[Excerpts from point annotation data]
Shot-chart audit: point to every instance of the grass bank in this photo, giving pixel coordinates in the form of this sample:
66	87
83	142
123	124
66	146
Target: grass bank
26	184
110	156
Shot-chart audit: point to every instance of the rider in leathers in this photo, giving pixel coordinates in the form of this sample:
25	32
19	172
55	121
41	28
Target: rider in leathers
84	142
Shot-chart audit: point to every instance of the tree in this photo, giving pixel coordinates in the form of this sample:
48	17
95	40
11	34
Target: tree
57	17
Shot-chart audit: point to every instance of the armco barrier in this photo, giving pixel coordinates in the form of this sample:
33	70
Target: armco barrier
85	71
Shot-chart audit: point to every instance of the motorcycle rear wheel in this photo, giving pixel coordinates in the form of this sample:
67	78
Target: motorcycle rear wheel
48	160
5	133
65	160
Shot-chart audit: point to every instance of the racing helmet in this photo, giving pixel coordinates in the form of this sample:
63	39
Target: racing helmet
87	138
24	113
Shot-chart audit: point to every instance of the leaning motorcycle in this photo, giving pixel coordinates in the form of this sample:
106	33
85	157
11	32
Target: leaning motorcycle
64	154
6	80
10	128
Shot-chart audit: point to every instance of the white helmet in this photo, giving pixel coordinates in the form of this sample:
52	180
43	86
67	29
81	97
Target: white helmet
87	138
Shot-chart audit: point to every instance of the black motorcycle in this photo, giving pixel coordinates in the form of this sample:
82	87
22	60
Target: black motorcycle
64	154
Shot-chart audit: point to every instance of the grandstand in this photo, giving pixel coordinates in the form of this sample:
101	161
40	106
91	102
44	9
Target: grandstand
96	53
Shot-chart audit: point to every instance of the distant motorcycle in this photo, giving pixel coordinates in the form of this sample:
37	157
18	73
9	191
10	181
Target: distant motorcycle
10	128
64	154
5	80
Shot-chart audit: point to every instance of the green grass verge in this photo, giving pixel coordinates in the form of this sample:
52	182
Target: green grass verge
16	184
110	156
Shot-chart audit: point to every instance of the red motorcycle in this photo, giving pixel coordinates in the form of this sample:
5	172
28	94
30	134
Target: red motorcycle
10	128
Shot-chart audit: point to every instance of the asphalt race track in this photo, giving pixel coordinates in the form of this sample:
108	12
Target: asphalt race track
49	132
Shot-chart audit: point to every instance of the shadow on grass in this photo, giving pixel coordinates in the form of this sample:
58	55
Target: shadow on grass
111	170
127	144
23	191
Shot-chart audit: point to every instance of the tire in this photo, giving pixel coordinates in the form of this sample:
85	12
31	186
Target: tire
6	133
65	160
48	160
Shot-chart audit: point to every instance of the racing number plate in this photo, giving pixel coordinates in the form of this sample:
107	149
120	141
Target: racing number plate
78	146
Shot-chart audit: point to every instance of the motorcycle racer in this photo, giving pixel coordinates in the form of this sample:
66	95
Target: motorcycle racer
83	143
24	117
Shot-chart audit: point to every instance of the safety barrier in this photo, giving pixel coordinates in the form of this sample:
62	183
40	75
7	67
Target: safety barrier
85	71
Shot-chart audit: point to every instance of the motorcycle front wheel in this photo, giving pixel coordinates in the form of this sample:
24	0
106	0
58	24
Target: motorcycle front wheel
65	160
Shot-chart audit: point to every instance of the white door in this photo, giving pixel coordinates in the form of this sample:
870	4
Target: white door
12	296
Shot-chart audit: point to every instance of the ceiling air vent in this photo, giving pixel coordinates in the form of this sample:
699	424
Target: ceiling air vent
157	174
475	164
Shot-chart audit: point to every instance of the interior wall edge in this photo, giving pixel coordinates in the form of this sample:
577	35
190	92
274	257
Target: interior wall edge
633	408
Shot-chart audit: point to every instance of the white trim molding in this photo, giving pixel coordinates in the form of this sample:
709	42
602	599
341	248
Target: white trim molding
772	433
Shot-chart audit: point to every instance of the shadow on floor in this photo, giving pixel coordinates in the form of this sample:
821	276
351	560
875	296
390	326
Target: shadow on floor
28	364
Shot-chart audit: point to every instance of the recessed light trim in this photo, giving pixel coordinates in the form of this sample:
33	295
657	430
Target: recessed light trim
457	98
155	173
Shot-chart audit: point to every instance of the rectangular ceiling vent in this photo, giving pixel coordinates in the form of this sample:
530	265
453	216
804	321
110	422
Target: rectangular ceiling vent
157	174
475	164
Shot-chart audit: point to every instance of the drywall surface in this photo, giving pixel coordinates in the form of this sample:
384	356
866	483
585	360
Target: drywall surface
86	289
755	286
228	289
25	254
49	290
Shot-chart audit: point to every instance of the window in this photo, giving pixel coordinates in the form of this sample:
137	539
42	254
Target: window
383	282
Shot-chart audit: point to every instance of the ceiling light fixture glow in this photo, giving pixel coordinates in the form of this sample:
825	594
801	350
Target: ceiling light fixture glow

[TASK DESCRIPTION]
Copy out the lines word for word, starting at the line containing "Shot-chart audit: point to every instance of the white trim" and ending at the last line of the records, both included.

[EXPECTED ANSWER]
Shot-chart audit: point to every instance of the white trim molding in this photo, giving pixel coordinates in the form of this sample:
709	42
602	599
341	248
Target: white trim molding
772	433
Shot-chart audit: point to every instance of the shadow on floor in this photo, giving pixel coordinates in the form of this sample:
821	276
351	560
875	296
390	326
Target: shadow on floor
28	364
Shot-chart audit: point to every instance of the recessed light trim in this photo, giving pixel coordinates in the form of this sample:
33	295
657	430
Target: recessed light trim
457	98
155	173
Shot-chart audit: point to every instance of the rectangular ceiling vent in this photo, giving pixel coordinates in the form of this sample:
530	265
453	216
804	321
110	422
Target: rectangular ceiling vent
157	174
475	164
Shot-chart audit: point to every instance of the drywall surface in this photo, giving pixel coordinates in the form of this sample:
384	356
866	483
585	360
Target: drywall surface
86	289
755	286
228	289
25	254
49	290
Shot-chart audit: point to every instance of the window in this photo, giving pixel coordinates in the form of this sample:
137	539
42	254
Target: window
383	282
Shot-chart audit: point to every instance of the ceiling light fixture glow in this photo, giving pixel coordinates in the form of this sample:
825	594
801	350
Target: ceiling light fixture glow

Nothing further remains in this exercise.